─── Material provided
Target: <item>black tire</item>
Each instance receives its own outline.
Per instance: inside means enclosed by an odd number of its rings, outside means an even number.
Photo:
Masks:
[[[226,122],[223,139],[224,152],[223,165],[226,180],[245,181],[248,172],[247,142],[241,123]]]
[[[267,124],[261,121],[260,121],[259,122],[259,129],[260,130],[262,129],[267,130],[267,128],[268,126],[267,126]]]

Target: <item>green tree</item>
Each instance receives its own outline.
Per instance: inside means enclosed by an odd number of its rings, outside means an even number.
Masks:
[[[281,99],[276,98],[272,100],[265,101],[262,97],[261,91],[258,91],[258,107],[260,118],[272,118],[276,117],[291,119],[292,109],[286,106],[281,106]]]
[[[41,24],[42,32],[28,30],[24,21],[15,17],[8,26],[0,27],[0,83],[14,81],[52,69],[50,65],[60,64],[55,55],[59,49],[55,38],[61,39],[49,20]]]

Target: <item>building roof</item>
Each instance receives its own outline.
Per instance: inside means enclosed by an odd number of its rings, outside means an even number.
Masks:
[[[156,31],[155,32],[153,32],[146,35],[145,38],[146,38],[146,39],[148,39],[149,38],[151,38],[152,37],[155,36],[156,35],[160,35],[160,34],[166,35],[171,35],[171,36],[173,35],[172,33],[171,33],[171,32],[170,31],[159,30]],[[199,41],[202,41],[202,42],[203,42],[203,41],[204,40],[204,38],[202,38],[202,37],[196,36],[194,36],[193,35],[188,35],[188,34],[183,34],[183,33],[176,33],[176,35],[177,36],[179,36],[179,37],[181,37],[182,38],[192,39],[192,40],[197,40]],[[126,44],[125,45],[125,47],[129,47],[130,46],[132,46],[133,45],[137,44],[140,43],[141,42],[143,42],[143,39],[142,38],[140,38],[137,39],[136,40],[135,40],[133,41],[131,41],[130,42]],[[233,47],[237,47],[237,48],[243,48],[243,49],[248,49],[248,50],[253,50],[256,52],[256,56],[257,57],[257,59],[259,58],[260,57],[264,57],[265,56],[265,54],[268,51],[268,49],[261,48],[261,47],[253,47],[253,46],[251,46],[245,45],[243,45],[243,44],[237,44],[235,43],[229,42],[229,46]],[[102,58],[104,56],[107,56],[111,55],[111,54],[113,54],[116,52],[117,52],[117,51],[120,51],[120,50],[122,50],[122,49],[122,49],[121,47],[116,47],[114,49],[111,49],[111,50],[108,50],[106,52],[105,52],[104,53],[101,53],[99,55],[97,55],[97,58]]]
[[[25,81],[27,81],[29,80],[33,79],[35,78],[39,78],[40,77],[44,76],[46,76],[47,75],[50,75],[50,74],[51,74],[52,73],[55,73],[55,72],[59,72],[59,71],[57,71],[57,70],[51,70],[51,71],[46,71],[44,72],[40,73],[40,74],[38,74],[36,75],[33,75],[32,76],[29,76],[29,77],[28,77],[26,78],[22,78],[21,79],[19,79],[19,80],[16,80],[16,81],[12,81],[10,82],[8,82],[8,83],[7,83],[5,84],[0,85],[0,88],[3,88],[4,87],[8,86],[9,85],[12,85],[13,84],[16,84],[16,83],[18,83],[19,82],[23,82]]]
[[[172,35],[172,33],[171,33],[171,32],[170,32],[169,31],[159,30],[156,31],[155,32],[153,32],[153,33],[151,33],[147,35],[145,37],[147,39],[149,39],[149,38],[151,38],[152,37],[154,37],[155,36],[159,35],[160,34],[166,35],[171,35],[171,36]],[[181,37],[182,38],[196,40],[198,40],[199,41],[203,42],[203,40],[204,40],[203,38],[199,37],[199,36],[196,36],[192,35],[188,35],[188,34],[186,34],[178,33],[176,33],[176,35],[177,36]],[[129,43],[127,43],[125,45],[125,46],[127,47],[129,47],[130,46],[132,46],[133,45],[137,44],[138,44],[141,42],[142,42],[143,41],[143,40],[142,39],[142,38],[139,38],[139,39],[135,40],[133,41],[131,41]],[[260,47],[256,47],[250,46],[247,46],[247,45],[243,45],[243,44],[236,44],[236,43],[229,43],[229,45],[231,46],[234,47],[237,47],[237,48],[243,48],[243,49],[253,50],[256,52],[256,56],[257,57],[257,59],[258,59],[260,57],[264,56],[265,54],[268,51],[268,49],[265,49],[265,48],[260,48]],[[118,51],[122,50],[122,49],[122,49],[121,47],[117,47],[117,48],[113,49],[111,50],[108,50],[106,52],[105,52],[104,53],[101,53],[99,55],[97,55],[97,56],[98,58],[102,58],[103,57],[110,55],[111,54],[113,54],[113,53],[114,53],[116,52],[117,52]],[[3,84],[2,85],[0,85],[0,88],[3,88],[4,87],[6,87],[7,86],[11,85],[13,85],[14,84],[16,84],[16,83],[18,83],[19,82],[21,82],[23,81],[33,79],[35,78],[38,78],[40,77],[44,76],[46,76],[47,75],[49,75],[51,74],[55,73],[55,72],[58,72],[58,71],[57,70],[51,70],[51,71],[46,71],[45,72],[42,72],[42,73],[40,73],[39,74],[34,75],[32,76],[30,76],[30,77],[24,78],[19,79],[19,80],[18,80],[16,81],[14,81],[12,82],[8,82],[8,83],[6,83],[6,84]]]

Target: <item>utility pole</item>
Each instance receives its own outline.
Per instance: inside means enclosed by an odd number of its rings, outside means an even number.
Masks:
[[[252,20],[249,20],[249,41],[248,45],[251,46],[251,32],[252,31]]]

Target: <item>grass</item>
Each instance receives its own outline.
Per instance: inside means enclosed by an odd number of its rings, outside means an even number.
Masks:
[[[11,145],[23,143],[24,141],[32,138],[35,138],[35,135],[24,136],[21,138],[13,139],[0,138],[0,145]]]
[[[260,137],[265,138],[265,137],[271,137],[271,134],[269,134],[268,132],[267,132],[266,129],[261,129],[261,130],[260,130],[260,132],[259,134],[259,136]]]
──────
─── Material provided
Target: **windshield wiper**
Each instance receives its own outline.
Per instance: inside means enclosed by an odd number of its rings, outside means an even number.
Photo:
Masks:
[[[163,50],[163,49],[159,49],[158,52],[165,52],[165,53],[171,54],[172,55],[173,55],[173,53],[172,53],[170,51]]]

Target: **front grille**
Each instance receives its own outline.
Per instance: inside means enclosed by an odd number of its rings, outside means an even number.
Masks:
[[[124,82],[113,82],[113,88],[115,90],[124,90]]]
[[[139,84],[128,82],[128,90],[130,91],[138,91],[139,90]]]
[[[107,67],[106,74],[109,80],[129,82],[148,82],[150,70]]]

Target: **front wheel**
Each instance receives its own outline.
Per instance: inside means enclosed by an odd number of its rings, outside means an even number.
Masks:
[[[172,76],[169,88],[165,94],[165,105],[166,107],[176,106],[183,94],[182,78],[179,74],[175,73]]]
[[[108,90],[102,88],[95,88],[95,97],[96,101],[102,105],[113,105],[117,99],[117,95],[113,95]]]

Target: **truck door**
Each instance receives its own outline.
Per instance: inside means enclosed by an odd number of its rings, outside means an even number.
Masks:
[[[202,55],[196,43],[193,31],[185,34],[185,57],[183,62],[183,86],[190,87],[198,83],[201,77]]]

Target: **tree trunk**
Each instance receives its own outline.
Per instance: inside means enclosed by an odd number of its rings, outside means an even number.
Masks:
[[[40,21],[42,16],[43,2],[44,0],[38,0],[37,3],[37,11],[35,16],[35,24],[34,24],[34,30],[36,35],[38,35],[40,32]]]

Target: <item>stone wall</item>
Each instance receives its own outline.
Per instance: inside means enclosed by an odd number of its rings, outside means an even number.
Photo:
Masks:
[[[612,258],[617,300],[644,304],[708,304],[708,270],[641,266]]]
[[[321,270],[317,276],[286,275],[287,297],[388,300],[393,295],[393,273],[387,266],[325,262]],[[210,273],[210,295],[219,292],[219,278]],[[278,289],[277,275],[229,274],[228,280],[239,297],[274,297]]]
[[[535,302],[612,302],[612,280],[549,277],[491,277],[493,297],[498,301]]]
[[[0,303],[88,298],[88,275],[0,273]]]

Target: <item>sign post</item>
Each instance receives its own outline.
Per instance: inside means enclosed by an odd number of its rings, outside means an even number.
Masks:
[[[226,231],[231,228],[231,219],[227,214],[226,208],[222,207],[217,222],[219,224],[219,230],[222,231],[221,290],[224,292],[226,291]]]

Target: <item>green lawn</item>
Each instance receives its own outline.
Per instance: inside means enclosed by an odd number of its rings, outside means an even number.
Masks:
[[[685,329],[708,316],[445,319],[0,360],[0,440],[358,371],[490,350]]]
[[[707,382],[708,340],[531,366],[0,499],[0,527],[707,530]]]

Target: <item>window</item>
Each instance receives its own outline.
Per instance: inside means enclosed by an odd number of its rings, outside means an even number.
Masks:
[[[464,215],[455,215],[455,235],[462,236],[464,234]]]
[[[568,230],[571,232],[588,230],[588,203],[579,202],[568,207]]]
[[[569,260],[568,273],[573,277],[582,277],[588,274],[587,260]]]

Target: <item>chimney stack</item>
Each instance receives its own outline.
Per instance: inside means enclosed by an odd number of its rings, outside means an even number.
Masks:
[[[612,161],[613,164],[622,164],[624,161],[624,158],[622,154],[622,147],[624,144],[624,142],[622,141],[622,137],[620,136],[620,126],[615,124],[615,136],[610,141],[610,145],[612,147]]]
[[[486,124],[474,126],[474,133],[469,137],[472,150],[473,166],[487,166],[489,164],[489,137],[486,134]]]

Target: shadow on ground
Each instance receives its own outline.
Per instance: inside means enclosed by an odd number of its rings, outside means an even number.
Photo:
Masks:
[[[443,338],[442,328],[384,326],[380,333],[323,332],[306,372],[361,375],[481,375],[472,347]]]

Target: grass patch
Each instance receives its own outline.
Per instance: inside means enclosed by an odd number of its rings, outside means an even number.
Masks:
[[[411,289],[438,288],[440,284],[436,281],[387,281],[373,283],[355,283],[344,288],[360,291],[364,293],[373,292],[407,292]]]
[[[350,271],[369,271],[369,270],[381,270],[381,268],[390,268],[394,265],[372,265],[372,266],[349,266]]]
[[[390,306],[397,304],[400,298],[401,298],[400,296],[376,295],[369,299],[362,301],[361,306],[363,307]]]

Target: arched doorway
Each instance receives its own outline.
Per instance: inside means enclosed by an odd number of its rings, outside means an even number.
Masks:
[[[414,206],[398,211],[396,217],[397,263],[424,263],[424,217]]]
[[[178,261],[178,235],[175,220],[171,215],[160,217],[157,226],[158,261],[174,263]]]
──────
Reproduce everything in the material above from the line containing "Target: **tree trunk**" down to the line containing "[[[0,303],[88,298],[88,275],[0,273]]]", both included, with every character unchanged.

- [Solution]:
Target: **tree trunk**
Each instance receives its own outline.
Per instance: inside means enclosed by an odd number of its rings, outside means an even number.
Masks:
[[[40,21],[42,16],[43,2],[44,0],[38,0],[37,3],[37,11],[35,16],[35,24],[34,24],[34,30],[36,35],[38,35],[40,32]]]

Target: <item>stone wall</item>
Each instance receives its own outline.
Per instance: inside means enclosed by an odd number of its rings, outside means an even number.
Photo:
Masks:
[[[612,258],[617,300],[644,304],[708,304],[708,270],[641,266]]]
[[[321,270],[317,276],[286,275],[287,297],[388,300],[393,295],[393,273],[387,266],[325,262]],[[210,273],[210,295],[219,292],[219,278]],[[278,289],[277,275],[229,274],[228,280],[239,297],[274,297]]]
[[[535,302],[612,302],[612,280],[549,277],[491,277],[493,297],[498,301]]]
[[[0,303],[88,298],[88,275],[0,273]]]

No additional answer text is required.